**DESCRIPTION OF THE TASK**
Continue the biography of Wolfgang Lesser, picking up after its final sentence about his presidency of the composers' association.

START SUPPLIED PASSAGE

= Wolfgang Lesser =

German composer (1923–1999)

Wolfgang Lesser (31 May 1923 – 27 September 1999) was a German composer and music official of the GDR.

== Life and career ==
Born in Breslau, Lesser, son of a merchant, attended the Realgymnasium in Berlin and then completed an apprenticeship as a metalworker. In 1938 he began studying music at the former Stern Conservatory in Berlin. Already in 1939 he emigrated as a Jew to London and worked in England as a varnisher and farmhand. The following year he was interned as Enemy alien on the Isle of Man. In 1942, he became a member of the Freie Deutsche Jugend and the Communist Party of Germany. Between 1943 and 1947, he was a member of the British Army.

In 1947 he returned to Berlin, became a member of the SED and worked for the FDJ in various functions. In 1949 he attended the state party school of the SED. In 1951 he became a member of the Cultural Association of the GDR. From 1950 to 1954, Lesser studied at the Hochschule für Musik "Hanns Eisler" with Rudolf Wagner-Régeny, Hanns Eisler and Günter Kochan. From 1954 to 1961, he worked as a composer and teacher for the State Folk Art Ensemble of the GDR. Since 1961, he has been a freelance musician.

From 1964 to 1968, he was Second Secretary, from 1968 to 1978 then First Secretary of the Association of German Composers and Musicologists (VDK) resp. the Verband der Komponisten und Musikwissenschaftler der DDR (VKM). Since 1971, he was a member of the cultural commission of the Politbüro des ZK der SED and a member of the Volkskammer (until 1989), where he was a member of the Committee on National Education. From 1983 to 1985 he was chairman of the Anstalt zur Wahrung der Aufführungsrechte, as well as Secretary-General of the Musikrat der DDR. From 1985 to 1989, he was President of the Association of Composers and Musicologists.

END SUPPLIED PASSAGE
START SUPPLIED INFORMATION

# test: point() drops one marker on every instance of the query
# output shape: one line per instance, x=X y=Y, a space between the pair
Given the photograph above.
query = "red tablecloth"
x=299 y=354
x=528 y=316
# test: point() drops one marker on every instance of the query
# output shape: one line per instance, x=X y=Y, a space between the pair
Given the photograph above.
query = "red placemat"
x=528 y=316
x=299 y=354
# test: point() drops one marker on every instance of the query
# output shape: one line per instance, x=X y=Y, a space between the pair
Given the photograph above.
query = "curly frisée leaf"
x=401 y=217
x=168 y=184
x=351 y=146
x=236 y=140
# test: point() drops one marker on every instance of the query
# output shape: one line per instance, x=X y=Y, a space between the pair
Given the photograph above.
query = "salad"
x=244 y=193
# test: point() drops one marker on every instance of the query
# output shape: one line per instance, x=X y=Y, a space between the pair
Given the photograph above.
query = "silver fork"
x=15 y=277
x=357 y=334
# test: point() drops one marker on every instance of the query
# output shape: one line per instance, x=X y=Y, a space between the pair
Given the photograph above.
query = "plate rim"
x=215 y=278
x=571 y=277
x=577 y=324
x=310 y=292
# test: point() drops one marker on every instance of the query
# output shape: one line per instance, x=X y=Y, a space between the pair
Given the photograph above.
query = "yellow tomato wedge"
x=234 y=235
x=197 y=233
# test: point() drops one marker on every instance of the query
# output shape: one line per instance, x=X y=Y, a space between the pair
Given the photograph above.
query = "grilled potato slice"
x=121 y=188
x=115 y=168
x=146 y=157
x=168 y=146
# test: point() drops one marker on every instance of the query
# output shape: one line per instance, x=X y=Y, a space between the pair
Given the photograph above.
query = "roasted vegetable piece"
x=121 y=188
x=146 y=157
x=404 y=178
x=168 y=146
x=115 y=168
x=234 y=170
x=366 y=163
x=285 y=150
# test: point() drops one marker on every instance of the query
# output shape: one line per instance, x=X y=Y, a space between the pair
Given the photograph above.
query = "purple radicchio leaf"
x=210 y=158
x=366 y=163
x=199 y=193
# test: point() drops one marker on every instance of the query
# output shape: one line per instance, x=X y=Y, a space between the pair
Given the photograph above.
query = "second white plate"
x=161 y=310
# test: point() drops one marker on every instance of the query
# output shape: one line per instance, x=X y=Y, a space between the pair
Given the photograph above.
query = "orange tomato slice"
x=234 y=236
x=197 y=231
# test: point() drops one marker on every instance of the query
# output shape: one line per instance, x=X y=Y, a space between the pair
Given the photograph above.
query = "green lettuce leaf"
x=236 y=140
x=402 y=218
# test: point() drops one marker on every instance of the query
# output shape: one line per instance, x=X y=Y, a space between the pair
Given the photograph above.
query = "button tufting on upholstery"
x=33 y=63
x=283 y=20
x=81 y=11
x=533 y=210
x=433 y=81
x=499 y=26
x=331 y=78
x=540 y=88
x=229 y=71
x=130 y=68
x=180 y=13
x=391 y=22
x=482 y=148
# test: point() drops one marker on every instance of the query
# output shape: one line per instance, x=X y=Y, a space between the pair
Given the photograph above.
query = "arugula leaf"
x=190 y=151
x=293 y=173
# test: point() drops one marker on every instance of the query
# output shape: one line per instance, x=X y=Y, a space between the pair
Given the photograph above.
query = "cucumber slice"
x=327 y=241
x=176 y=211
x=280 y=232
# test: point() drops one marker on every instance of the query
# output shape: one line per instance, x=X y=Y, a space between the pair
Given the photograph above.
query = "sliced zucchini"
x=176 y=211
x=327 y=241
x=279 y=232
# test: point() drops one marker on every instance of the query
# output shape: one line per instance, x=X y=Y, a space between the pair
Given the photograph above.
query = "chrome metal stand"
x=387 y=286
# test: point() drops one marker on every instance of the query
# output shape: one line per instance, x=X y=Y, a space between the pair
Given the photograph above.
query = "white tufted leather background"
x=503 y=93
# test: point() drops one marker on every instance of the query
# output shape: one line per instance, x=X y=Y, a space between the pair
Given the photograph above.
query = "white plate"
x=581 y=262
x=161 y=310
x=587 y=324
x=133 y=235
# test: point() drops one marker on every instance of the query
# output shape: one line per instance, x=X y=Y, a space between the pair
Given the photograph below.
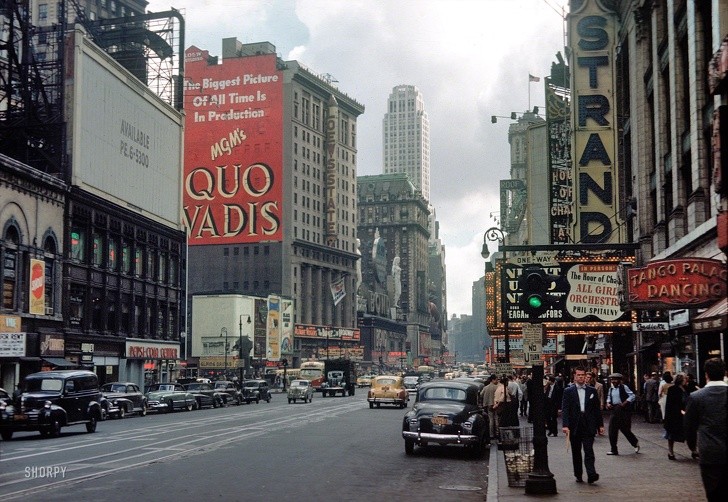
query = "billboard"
x=126 y=143
x=233 y=168
x=599 y=217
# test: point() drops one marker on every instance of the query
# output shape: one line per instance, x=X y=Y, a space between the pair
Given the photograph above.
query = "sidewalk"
x=648 y=475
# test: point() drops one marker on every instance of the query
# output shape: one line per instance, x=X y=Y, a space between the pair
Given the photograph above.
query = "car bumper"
x=432 y=437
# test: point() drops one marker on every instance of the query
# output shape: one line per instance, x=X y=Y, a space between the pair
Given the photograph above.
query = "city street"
x=330 y=449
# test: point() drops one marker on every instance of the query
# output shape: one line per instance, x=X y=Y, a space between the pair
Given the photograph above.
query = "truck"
x=339 y=377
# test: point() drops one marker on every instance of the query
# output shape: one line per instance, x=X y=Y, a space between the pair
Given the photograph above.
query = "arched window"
x=10 y=267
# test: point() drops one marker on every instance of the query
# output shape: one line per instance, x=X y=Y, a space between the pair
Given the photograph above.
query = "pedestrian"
x=665 y=384
x=651 y=397
x=524 y=395
x=487 y=395
x=674 y=411
x=591 y=380
x=705 y=428
x=553 y=395
x=581 y=421
x=619 y=399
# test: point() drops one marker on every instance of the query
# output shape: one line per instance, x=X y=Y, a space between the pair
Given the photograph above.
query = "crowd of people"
x=694 y=416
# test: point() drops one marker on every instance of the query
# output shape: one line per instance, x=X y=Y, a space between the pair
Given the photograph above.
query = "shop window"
x=78 y=244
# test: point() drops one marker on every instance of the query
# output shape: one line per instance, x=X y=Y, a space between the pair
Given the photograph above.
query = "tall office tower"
x=406 y=133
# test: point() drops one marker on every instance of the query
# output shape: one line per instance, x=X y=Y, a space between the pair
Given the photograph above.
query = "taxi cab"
x=388 y=389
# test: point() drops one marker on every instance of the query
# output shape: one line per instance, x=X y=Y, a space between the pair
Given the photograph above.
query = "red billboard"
x=233 y=169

END SUPPLIED INFORMATION

**EXERCISE ANSWER**
In particular, Lesser composed political songs and chansons, but also stage music (e.g. for Friedrich Wolf's Thomas Müntzer) and film music (e.g. for the DEFA films Die Schönste in 1957, Beschreibung eines Sommers in 1962 and König Drosselbart in 1965) as well as the school opera Oktoberkinder. (1970).

Lesser died in Berlin at the age of 76.

== Work ==
- Liederzyklus (1957)
- Violinkonzert (1962)
- Sonate für Solovioline (1963)
- Das Jahr. Zyklus für Kinderchor und Instrumente (1963, text: Jens Gerlach).
- Wir – die Partei (1971, text: Jens Gerlach)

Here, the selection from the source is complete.